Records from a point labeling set
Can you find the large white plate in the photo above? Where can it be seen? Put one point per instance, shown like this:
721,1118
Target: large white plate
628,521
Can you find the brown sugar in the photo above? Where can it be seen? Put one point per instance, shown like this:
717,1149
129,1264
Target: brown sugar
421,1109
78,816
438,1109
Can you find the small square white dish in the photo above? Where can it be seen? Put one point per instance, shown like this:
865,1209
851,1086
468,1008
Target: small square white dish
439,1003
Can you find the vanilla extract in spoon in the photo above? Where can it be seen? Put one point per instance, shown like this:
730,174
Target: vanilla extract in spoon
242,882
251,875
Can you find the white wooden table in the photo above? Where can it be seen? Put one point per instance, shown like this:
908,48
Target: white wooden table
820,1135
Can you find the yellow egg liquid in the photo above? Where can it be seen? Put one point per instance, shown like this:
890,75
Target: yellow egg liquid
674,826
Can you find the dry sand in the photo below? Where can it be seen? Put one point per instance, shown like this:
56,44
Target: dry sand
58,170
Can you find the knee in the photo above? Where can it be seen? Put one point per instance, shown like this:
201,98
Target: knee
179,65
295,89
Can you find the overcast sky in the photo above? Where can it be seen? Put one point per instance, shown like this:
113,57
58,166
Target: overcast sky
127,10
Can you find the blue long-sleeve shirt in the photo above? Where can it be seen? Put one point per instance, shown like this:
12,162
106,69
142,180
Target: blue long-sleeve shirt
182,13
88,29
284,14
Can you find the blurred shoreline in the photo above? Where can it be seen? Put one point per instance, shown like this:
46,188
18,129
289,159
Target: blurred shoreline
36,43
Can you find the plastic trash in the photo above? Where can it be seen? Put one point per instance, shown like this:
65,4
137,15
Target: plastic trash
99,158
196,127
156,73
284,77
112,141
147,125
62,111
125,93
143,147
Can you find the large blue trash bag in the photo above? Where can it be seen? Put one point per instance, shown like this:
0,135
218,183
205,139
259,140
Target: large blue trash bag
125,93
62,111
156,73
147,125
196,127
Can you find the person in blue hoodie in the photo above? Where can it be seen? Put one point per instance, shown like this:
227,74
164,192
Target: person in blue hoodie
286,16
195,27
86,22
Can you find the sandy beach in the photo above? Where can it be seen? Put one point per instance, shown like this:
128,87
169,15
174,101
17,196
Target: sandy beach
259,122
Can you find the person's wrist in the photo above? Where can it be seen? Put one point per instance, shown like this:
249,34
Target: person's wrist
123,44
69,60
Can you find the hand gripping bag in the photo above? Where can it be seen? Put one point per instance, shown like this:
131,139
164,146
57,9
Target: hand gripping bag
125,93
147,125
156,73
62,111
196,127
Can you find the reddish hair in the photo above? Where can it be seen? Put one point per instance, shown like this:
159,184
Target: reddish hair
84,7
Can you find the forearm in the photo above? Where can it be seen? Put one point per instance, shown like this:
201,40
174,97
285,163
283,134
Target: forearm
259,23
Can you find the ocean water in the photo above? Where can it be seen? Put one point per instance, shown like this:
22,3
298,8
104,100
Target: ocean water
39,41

▶ [Task requirements]: Reproduce the full listing exactly.

▶ [Answer to this problem]:
Can you find the large white plate in the photo above? Where can it be seen? Put one point per instance, shown like this:
721,1118
Target: large white plate
628,521
Can you find the brown sugar in the photo above? Where can it be seen? Put one point per instance, shown like this:
717,1149
129,1264
Target: brown sugar
421,1109
78,816
438,1109
Can you find the small square white dish in the photo above? Where can it be seen? Put one point per instance, shown like this:
865,1209
851,1086
468,1008
Target: small square white dish
439,1003
Can you find the vanilla extract in spoon in the photo above? Where can it be seen? Put one point per instance, shown like this:
730,174
Target: vanilla extract in spoon
242,882
251,875
Can you find the white wooden table in the photo above? Where can it be seen? Put one point per instance, shown like this:
908,48
Target: white wooden table
820,1135
Can you find the yellow egg liquid in the photo above? Where can it be seen? Put one point per instance, shown like this:
890,75
Target: yellow egg liquid
674,826
Can you find the dry sand in the photo below? Where can it be seen? Put one point per instance, shown like this:
56,44
Target: dry sand
58,170
Can you find the knee in the photo above? Where can it be seen? Put one point per instance, shown like this:
201,98
Target: knee
179,65
295,89
Can you find the overcast sky in the photo above? Where can it be seen? Put one point per instance, shown like this:
113,57
58,166
Target: overcast sky
127,10
Can you find the blue long-sleeve shirt in the photo above? Where can it be seen? Put one point per instance, shown like this:
12,162
106,69
142,180
Target: blue long-sleeve shirt
182,13
88,29
284,14
Can you find the blurred shoreline in the photo above? Where can it be seen? Put one point per instance, shown like this:
46,188
18,129
289,159
Target: blurred shoreline
36,43
Can you find the plastic trash in the photo above? Where can it be seen? Put one point per instance, shown like this:
65,4
137,15
Target: plastic trash
99,158
196,127
156,73
284,77
112,141
147,125
62,111
125,93
143,147
Can you find the large blue trash bag in the photo above? Where can it be seen? Put one point per instance, shown like this:
0,135
218,183
205,139
259,140
Target: large blue trash bag
125,93
62,111
156,73
147,125
196,127
Can you find the person in blue hoodie in the photo above? Where can it be seen? Put one point per instance, shown like this:
227,74
164,192
Target: person in blue hoodie
286,16
195,27
86,22
Can you find the sandy beach in the photo above? Where can it be seen? Put one point per instance, shown like this:
128,87
169,15
174,101
17,196
Target: sandy beach
259,122
Can you find the person's wrist in the photo above? Where can it be seen? Put one point per instance, shown like this:
249,34
Target: person's wrist
123,44
69,60
Can you find the hand gripping bag in the photo above? Where can it be seen? Put one point per instance, shown like this:
131,139
164,146
57,9
Target: hand gripping bag
125,93
147,125
156,73
62,111
196,127
Can you find the reddish hair in the photo above? Where can it be seen? Put one point per instance, shown like this:
159,184
Target: reddish hair
84,7
Can you find the forearm in the photo above? Where can it be seen? Put one point per instance, shown like this:
201,40
174,97
285,163
283,134
Target: forearm
259,23
Can you find the ocean water in the photo above? Where can it be seen? Put one point per instance, shown like this:
22,3
298,8
104,100
Target: ocean water
39,41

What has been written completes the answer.